:: Selected excerpt ::
Auburn University is continuing to make a difference across the globe. The Southern Forest Nursery Management Cooperative and Forest Health Cooperative are two research cooperatives in the Auburn University School of Forestry and Wildlife Sciences that have received a $218,000 grant from the United States Forest Service.
The grant will be used to fund supplies for a three-year project to improve screening methods, rapidly detect and successfully prevent the spread of a fungus called Fusarium circinatum that causes Pitch Canker disease, which kills full grown conifer trees and seedlings, around the world.
According to authorities, the fungus is currently present in the southern part of the United States and California. The fungus has not reached the northern states, but research shows that trees in the North are susceptible to the fungus.
Dr. Scott Enebak is a professor, director of the Southern Forest Nursery Management Cooperative in the School of Forestry and Wildlife Sciences and serves as the co-principal investigator over the new polymerase chain reaction (PCR) testing method funded by the grant.
"We are trying to prevent the movement of the pathogen to other places," Enebak said.
According to Enebak, the fungus is physically unrecognizable and is easily spread internationally. With the new testing method that will use plant DNA, the fungus will be detected quickly and easily.
The current testing method takes three or more weeks and is unreliable, but with the polymerase chain reaction testing method, the fungus will be detected after only half a day, according to Lori Eckhardt, assistant professor in the School of Forestry and Wildlife Sciences and serves alongside Enebak as the director of the Forest Health Cooperative.
Scientists at the University of Florida initially sequenced the genome of the fungus that causes Pitch Canker and are working with the School of Forestry and Wildlife Sciences at Auburn to develop the new screening method.
"They did phase one, and now we are doing phase two," Eckhardt said.
The grant is also being used to fund the studies of Ryan Nadel, a Postdoctoral Fellow who is working to develop the new testing method. Nadel is from South Africa and has lived in the United States for three months while he works with the cooperatives.
Enebak and Nadel both agree that the rapid speed of the new testing method is a necessity.
"The quicker to identify, the quicker to prevent the entry [of the fungus] into a country," Nadel said.
According to Enebak and Eckhardt, the goals of the new testing protocol are to make Auburn a central testing location where samples of pine are sent in to be tested for the fungus and for clean seed certification to be achieved faster.
"We want a more rapid test and a more accurate test," Enebak said.
To ensure the tests are more accurate the International Seed Testing Association must approve the new method.
Although the improved method of testing will be unable to treat the infected plant life, the early detection of the fungus will be able to prevent the spread of Pitch Canker and allow for recommendations on how to treat the infected conifers, according to Enebak.
:::
* Actions to take
[A] Translate this sentence from the article on the Pitch Canker grant into Spanish: "To ensure the tests are more accurate the International Seed Testing Association must approve the new method."
[B] Reproduce the article on the Pitch Canker grant from "Auburn University is" to "to the fungus.".
:: Information given ::
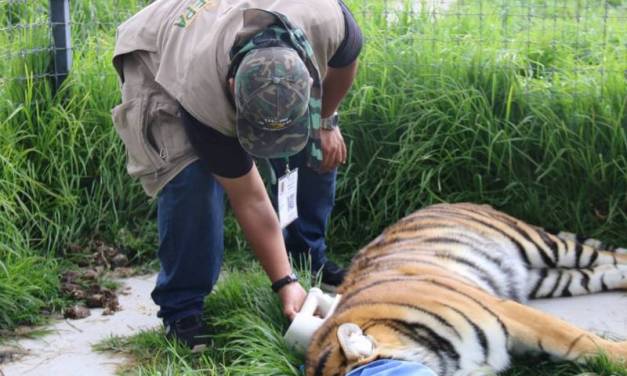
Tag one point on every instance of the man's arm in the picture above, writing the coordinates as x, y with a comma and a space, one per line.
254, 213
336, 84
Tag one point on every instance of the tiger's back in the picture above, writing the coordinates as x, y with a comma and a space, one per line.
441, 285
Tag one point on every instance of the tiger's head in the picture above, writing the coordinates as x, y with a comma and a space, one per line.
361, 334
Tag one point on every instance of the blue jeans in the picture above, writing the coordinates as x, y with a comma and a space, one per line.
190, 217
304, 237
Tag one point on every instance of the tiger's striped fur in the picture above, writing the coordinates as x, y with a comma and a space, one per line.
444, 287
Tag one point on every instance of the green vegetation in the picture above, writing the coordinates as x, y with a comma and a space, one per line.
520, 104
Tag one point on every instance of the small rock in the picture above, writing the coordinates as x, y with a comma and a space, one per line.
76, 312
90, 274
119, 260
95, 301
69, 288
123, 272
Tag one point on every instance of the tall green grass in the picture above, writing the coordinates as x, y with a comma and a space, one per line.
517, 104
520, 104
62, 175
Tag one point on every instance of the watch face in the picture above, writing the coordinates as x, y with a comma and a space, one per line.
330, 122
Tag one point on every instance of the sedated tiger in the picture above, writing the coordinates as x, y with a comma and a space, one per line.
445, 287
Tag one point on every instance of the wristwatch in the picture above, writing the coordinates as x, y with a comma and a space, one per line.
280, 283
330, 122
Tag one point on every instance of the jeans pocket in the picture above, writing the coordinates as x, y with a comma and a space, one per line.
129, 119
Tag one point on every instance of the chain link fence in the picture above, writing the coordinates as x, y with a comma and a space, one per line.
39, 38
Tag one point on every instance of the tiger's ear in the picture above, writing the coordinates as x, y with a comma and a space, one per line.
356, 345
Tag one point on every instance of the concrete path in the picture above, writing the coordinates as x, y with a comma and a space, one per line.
:::
* List of solutions
[A] Para garantizar que las pruebas sean más precisas, la International Seed Testing Association (Asociación Internacional de Análisis de Semillas) debe aprobar el nuevo método.

[B]
Auburn University is continuing to make a difference across the globe. The Southern Forest Nursery Management Cooperative and Forest Health Cooperative are two research cooperatives in the Auburn University School of Forestry and Wildlife Sciences that have received a $218,000 grant from the United States Forest Service.
The grant will be used to fund supplies for a three-year project to improve screening methods, rapidly detect and successfully prevent the spread of a fungus called Fusarium circinatum that causes Pitch Canker disease, which kills full grown conifer trees and seedlings, around the world.
According to authorities, the fungus is currently present in the southern part of the United States and California. The fungus has not reached the northern states, but research shows that trees in the North are susceptible to the fungus.